The task: Which of the lines below hold "starry"? Please return each one.

[Data excerpts]
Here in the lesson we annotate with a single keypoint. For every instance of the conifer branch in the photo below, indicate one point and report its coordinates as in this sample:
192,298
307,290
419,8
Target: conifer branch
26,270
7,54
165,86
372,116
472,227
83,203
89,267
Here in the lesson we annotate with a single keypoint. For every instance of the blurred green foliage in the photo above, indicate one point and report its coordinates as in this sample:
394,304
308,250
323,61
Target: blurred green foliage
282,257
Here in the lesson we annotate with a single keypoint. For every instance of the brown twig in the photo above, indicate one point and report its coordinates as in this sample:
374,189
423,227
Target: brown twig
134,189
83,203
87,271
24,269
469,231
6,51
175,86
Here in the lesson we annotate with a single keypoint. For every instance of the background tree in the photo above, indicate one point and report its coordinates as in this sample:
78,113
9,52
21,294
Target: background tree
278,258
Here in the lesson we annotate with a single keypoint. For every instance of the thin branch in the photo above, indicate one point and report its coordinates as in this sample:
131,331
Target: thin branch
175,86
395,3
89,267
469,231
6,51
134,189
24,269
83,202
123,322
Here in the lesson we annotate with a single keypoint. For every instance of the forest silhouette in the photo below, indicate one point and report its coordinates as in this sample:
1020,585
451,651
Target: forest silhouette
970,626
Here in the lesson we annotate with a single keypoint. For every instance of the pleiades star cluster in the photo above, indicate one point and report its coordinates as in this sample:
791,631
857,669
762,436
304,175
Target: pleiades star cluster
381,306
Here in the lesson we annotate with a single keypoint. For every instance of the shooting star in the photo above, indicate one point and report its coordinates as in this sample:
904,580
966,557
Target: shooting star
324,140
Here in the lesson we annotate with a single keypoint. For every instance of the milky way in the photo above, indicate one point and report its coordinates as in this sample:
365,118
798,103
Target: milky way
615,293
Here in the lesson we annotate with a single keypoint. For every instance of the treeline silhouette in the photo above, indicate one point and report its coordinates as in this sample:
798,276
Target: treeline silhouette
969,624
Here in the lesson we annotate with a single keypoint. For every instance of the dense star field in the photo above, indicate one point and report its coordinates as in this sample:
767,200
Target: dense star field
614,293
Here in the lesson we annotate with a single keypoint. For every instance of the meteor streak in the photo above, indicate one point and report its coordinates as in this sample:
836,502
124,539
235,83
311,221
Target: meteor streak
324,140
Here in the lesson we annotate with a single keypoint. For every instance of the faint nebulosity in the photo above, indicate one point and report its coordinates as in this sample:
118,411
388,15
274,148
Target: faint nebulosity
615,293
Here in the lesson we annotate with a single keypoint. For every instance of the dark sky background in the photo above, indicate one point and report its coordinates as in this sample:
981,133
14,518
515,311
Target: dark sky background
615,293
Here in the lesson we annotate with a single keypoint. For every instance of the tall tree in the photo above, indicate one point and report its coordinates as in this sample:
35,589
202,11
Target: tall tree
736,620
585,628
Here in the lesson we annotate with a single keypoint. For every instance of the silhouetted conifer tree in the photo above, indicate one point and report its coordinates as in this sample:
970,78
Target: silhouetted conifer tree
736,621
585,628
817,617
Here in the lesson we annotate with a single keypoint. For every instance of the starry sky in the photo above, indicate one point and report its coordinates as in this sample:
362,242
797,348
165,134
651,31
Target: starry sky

Worked solution:
Here in the lesson we annotate with a single keypoint. For every instance of the starry sky in the photo above, indicate one point and report its coordinates as in this sample:
Target: starry sky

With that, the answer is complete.